Extracted text >>
※ ※ ※

Tuesday June 6; Tuesday June 13
The Best Laid Plans
The original idea for heating 60k House was to install a small wood heater. Actually, the initial plan was to see how effective the passive thermal design was before deciding if I even needed any additional heating. I wasn’t around for winter last year – the house wasn’t even finished yet. This year I had a small, portable, efficient convector heater that I could move around and plug in where required – either the living area or the bedroom. During the month of May I used the heater half a dozen times – not a bad effort. The passive design of the house was working – good orientation, double-glazing, exposed thermal mass (polished concrete slab and recycled brick wall). But on occasions the space just needed that extra boost. It was optimistic (naive) to think the house would be warm enough on the coldest nights and days in winter without additional heating.
What were my options? Early on during the concept stages of the design my colleague and I talked about using a reticulated water system, heated in pipes on the roof by the sun and circulated in pipes within or on the face of the dividing wall. Apparently water has four times more thermal mass than concrete – and you also have the ability to drain it away when you don’t want it. This would have been a simple and low-tech solution, but somewhat untested, at least in Tasmania or by myself. Having just spent a month in Europe where water radiators are commonplace I kind of regret not giving it a go at my own place, or at least investigating this option further. One of the ideas for 60k House was to experiment with previously unused materials and techniques – I have done this with some elements but maybe could have been even more adventurous. The type of experimentation where the results are going to be unknown until you build it, the type of experimentation you can only do on your own house and not on your clients’. The solar water heating idea will have to wait for now – until I design a house for my mum.

※ ※ ※

Exercise details >>
Write the next part of the post on heating 60k House, starting after its final sentence. The records that come next play no part in this.

Data records >>
※ ※ ※

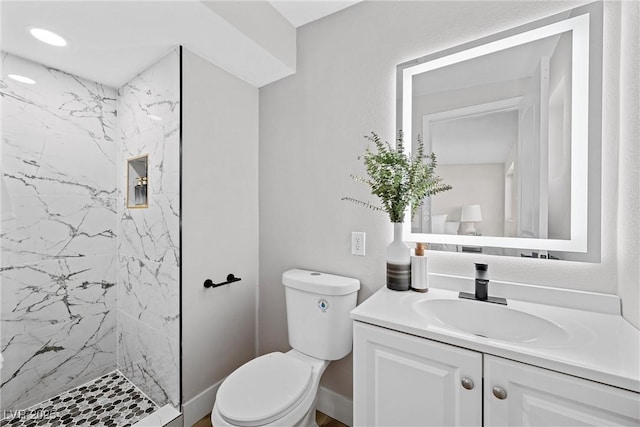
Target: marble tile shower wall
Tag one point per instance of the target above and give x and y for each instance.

※ ※ ※

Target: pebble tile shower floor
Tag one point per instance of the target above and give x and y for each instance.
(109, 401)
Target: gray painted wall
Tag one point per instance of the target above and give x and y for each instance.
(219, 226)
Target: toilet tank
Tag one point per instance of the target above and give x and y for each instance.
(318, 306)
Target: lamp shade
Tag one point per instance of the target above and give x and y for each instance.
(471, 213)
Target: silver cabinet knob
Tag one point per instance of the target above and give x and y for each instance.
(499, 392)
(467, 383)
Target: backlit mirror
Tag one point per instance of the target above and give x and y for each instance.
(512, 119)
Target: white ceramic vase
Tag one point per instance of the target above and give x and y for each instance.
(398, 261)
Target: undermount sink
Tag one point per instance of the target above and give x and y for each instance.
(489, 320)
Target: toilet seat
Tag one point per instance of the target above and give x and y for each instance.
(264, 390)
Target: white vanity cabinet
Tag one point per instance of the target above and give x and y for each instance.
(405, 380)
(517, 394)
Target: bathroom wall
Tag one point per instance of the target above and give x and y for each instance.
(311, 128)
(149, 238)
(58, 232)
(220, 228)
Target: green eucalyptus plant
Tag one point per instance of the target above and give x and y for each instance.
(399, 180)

※ ※ ※

Final result >>
I don’t consider fixed panel heaters to be very efficient or cost-effective, even if they are wired in on the off-peak tariff, so I didn’t give them much thought at all. That left two options: the original plan of a wood heater or a heat pump. I should mention that in Tasmania (and possibly other parts of Australia and the world where the climate is cooler) reverse-cycle air conditioners are more commonly referred to as heat pumps – that’s what I’m talking about.
The location of the would-be wood heater was considered and prepared for: it would have sat just to the south of the ridge so the flue would not interrupt any future solar panels on the north. We also ran a section of brick wall up to the ceiling to back the flue against. Before I went away last winter I looked into the cost of buying and installing a wood heater then began to have second thoughts – the total cost would have exceeded $2,500. This would have included a decent small unit, flue kit and extension kit (because the height from the unit to the roof outside was longer than standard), and the installation.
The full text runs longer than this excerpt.